Source records
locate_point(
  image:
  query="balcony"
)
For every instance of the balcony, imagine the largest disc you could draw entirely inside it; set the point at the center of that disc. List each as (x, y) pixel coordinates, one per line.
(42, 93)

==

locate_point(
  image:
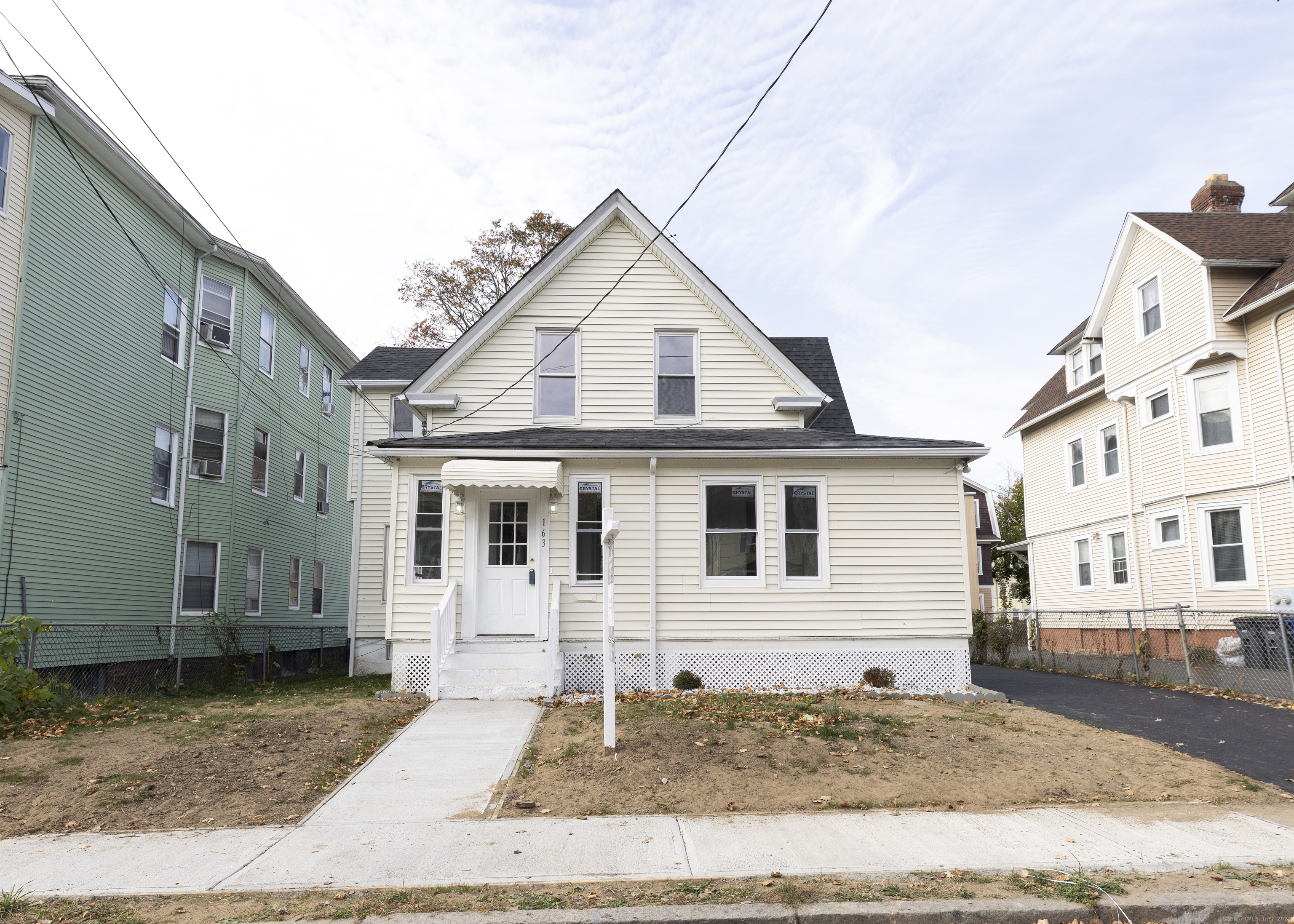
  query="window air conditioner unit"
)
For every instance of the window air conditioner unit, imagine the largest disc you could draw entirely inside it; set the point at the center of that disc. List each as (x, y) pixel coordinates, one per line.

* * *

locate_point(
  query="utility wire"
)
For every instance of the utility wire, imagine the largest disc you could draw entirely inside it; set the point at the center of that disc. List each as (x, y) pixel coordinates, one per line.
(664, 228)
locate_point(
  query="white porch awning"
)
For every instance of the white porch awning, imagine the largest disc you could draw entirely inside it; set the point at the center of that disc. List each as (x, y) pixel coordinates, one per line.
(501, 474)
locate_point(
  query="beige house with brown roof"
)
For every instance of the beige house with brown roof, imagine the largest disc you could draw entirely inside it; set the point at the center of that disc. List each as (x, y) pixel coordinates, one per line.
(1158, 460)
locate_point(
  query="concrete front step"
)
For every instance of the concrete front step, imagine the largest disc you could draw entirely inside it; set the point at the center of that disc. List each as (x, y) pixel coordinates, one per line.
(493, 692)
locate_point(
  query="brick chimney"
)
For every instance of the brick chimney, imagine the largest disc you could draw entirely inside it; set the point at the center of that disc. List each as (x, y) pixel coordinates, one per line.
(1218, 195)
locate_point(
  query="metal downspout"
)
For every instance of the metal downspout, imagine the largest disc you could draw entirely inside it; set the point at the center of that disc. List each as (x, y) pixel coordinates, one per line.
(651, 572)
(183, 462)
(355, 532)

**Task description:** Only one thing is wanted in reply: the number of lines in the entries that hold the string "conditioner".

**Answer to this task:** 2